**Text to read:**
Roz Chast

Photo: Kelly Campbell

Roz Chast

Arts & Humanities
20th Heinz Awards - 2015

Illustrator and prolific cartoonist Roz Chast received the 20th Heinz Award in the Arts and Humanities category for her uncompromising body of work, bringing wry humor and wit to some of our most profound everyday anxieties, brilliantly translating the mundane into rich, comical observations that reflect her acute observations of the human experience.

Ms. Chast drew her first cartoon as a young child, fascinated by the natural combination of both words and pictures. She majored in painting in college, but found herself more attracted to the fusion of writing, humor and storytelling that cartooning presented. When she entered The New Yorker’s offices in 1978 as a recent college graduate, she was one of a few female cartoonists, and one of the youngest, and she brought with her a style markedly different than anything the magazine published previously.

Ms. Chast has seen more than 1,200 cartoons grace the pages of The New Yorker, as well as those of Scientific American, Harvard Business Review, Mother Jones and other popular magazines. She has also published multiple collections of her own cartoons and illustrated several children’s books.

[Pointing rows]

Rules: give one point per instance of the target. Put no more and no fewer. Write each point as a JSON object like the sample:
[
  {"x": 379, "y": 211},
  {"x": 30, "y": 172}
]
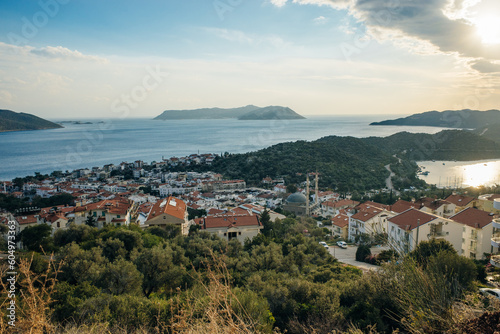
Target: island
[
  {"x": 462, "y": 119},
  {"x": 19, "y": 121},
  {"x": 249, "y": 112}
]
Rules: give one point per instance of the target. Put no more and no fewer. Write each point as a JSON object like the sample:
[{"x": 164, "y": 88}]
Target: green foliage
[
  {"x": 74, "y": 233},
  {"x": 363, "y": 252},
  {"x": 35, "y": 238},
  {"x": 160, "y": 268},
  {"x": 193, "y": 213},
  {"x": 291, "y": 188},
  {"x": 387, "y": 255},
  {"x": 426, "y": 249},
  {"x": 69, "y": 298},
  {"x": 91, "y": 221},
  {"x": 125, "y": 311},
  {"x": 121, "y": 277},
  {"x": 15, "y": 121},
  {"x": 112, "y": 248},
  {"x": 81, "y": 265},
  {"x": 459, "y": 271}
]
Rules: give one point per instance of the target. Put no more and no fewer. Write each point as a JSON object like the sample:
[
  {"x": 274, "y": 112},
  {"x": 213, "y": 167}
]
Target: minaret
[
  {"x": 307, "y": 195},
  {"x": 316, "y": 197}
]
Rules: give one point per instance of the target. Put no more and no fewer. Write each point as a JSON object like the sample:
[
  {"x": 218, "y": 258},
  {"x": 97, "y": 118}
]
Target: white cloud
[
  {"x": 244, "y": 38},
  {"x": 279, "y": 3},
  {"x": 320, "y": 20},
  {"x": 49, "y": 52},
  {"x": 231, "y": 35},
  {"x": 60, "y": 52},
  {"x": 422, "y": 27}
]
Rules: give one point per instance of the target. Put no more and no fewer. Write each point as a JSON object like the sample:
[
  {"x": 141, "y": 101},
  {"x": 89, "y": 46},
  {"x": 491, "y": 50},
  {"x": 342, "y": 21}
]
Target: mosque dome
[{"x": 296, "y": 198}]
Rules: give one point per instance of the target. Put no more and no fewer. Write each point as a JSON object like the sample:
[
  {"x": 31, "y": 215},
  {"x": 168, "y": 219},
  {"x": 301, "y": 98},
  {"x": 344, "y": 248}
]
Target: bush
[{"x": 362, "y": 252}]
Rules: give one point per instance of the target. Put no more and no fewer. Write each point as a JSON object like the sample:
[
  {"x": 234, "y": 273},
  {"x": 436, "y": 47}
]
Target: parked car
[
  {"x": 490, "y": 292},
  {"x": 342, "y": 244}
]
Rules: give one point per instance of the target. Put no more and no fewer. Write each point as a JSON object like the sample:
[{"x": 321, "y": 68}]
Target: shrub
[{"x": 362, "y": 252}]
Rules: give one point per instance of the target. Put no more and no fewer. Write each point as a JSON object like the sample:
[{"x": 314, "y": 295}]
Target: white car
[
  {"x": 342, "y": 244},
  {"x": 490, "y": 292}
]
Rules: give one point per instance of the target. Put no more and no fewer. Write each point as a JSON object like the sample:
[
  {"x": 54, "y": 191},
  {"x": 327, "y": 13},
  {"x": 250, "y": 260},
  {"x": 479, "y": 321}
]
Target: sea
[{"x": 105, "y": 141}]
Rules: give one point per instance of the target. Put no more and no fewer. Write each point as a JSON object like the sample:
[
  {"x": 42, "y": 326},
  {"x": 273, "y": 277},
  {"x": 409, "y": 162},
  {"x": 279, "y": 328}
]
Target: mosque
[{"x": 299, "y": 204}]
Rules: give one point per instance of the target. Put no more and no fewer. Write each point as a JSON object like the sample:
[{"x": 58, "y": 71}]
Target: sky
[{"x": 96, "y": 59}]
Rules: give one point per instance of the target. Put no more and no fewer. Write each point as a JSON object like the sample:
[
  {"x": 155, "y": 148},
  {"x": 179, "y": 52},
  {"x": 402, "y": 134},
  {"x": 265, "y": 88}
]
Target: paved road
[{"x": 348, "y": 256}]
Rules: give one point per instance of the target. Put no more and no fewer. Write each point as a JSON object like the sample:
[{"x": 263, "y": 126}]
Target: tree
[
  {"x": 265, "y": 219},
  {"x": 121, "y": 277},
  {"x": 113, "y": 249},
  {"x": 91, "y": 221},
  {"x": 427, "y": 249},
  {"x": 291, "y": 188},
  {"x": 362, "y": 252},
  {"x": 75, "y": 233},
  {"x": 158, "y": 269},
  {"x": 34, "y": 238}
]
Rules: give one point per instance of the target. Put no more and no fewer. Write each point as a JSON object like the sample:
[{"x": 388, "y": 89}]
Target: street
[{"x": 348, "y": 256}]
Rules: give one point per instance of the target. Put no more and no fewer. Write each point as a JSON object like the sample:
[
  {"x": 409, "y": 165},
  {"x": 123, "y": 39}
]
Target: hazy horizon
[{"x": 116, "y": 59}]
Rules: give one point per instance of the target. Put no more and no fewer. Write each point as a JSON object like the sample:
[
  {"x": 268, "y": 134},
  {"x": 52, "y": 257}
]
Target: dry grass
[
  {"x": 217, "y": 312},
  {"x": 33, "y": 298}
]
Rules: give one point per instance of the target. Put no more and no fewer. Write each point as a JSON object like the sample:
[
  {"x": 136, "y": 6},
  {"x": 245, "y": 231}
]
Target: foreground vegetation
[{"x": 156, "y": 281}]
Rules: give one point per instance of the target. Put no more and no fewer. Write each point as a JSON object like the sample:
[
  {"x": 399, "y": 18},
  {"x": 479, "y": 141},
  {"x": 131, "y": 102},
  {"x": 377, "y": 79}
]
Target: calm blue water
[{"x": 77, "y": 146}]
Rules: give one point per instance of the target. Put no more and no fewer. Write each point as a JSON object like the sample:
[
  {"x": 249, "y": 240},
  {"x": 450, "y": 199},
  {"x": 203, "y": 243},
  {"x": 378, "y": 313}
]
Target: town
[{"x": 152, "y": 195}]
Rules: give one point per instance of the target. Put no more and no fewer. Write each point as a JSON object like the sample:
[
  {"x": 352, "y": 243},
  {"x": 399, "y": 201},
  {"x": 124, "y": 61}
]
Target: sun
[{"x": 488, "y": 29}]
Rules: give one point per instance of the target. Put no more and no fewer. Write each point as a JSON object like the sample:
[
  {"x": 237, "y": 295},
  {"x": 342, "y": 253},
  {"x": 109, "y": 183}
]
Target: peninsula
[
  {"x": 249, "y": 112},
  {"x": 462, "y": 119},
  {"x": 14, "y": 121}
]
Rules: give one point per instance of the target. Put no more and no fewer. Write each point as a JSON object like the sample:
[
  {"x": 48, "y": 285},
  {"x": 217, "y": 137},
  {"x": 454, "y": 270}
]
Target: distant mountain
[
  {"x": 460, "y": 145},
  {"x": 271, "y": 112},
  {"x": 14, "y": 121},
  {"x": 249, "y": 112},
  {"x": 464, "y": 119},
  {"x": 490, "y": 132},
  {"x": 206, "y": 113}
]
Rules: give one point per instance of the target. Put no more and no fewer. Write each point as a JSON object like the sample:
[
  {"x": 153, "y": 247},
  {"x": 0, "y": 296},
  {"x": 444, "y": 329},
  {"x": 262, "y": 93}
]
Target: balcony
[
  {"x": 495, "y": 241},
  {"x": 440, "y": 234},
  {"x": 495, "y": 260},
  {"x": 496, "y": 223}
]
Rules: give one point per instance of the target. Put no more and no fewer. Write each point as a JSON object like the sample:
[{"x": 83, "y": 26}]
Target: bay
[
  {"x": 75, "y": 146},
  {"x": 461, "y": 174}
]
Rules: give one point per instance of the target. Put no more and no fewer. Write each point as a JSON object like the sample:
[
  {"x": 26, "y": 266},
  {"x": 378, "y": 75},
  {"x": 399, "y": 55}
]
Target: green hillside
[
  {"x": 463, "y": 119},
  {"x": 13, "y": 121}
]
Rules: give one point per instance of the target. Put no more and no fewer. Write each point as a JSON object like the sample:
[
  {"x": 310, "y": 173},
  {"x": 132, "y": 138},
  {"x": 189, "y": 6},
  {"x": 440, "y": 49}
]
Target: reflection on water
[{"x": 458, "y": 174}]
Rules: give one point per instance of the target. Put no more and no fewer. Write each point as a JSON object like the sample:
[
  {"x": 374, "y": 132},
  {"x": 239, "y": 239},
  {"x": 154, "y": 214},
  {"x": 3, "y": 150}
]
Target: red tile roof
[
  {"x": 28, "y": 219},
  {"x": 459, "y": 200},
  {"x": 375, "y": 204},
  {"x": 431, "y": 203},
  {"x": 401, "y": 206},
  {"x": 116, "y": 206},
  {"x": 230, "y": 221},
  {"x": 411, "y": 218},
  {"x": 473, "y": 217},
  {"x": 171, "y": 206},
  {"x": 340, "y": 220},
  {"x": 366, "y": 213}
]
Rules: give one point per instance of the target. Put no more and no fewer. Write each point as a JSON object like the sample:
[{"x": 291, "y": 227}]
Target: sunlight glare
[
  {"x": 479, "y": 174},
  {"x": 488, "y": 29}
]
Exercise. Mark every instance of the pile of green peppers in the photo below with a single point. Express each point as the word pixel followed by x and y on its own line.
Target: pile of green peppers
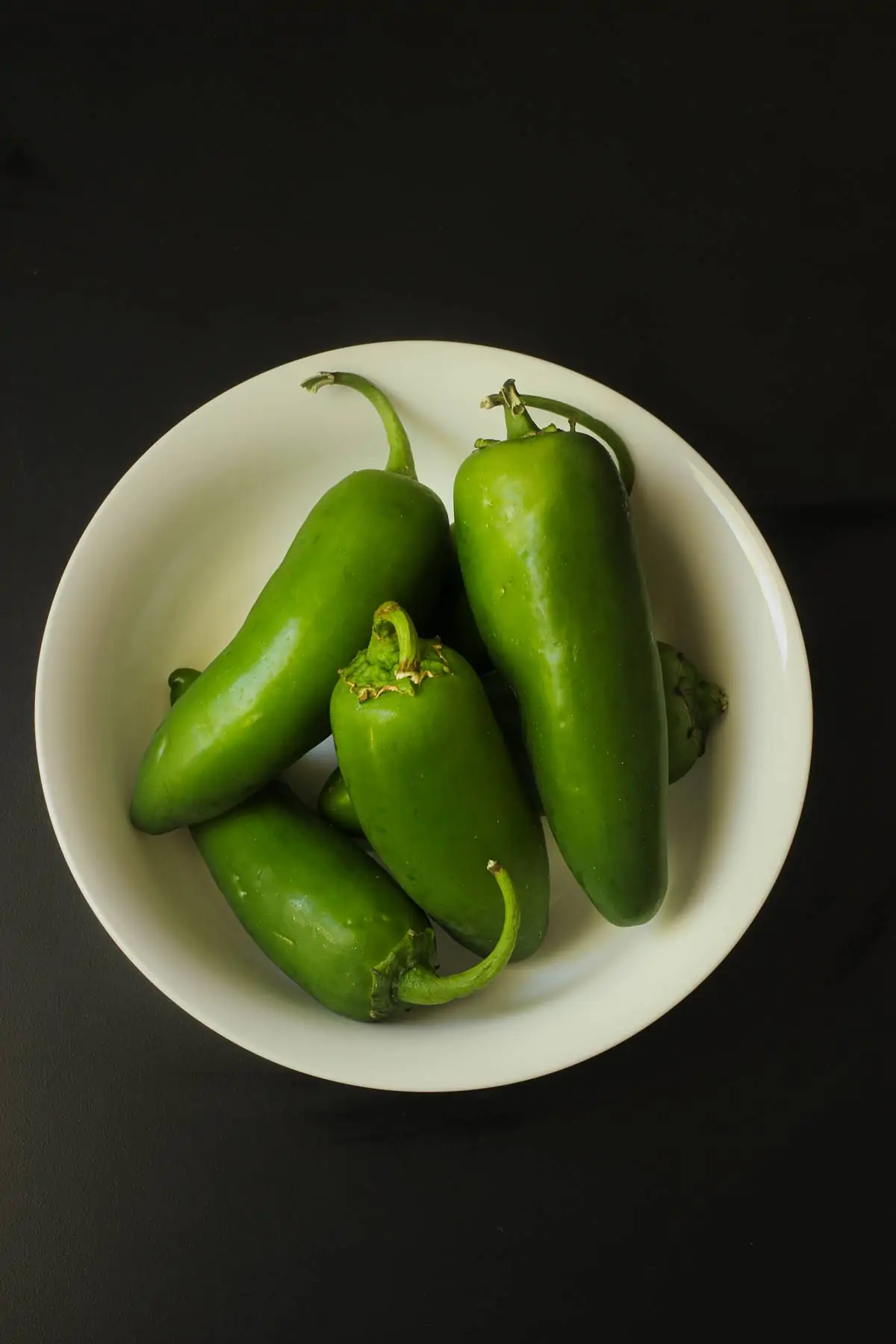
pixel 547 698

**Goals:**
(a) According to the Roz Chast profile, in what year did she first enter The New Yorker's offices?
(b) Repeat the Roz Chast profile word for word between "Ms. Chast drew" and "several children’s books.", inclusive.
(c) Carry on the Roz Chast profile from its last sentence.
None of the work calls for the rows.

**Expected answers:**
(a) 1978

(b)
Ms. Chast drew her first cartoon as a young child, fascinated by the natural combination of both words and pictures. She majored in painting in college, but found herself more attracted to the fusion of writing, humor and storytelling that cartooning presented. When she entered The New Yorker’s offices in 1978 as a recent college graduate, she was one of a few female cartoonists, and one of the youngest, and she brought with her a style markedly different than anything the magazine published previously.

Ms. Chast has seen more than 1,200 cartoons grace the pages of The New Yorker, as well as those of Scientific American, Harvard Business Review, Mother Jones and other popular magazines. She has also published multiple collections of her own cartoons and illustrated several children’s books.

(c)
In her 2014 graphic memoir, Can’t We Talk about Something More Pleasant?, Ms. Chast drew from her own personal experience of caring for her aging parents. Both hilarious and heartbreaking, the book provides an unflinching look at the struggles faced by adult children caring for their parents in their final years. The book was honored with the Kirkus Prize, the National Book Award, and was the first graphic autobiography to win the National Book Critics Circle Award.

Ms. Chast has redefined the art of cartooning while serving as a voice about care for the aging. Like many cartoonists, she uses humor and whimsy, but in her articulation of our unspoken fears and dilemmas, she offers empathy and courage to confront them head on.

Note: This profile was written at the time of the awards’ presentation.

I used to think of the cartoons as a magazine within a magazine. First you go through and read all the cartoons, and then you go back and read the articles.”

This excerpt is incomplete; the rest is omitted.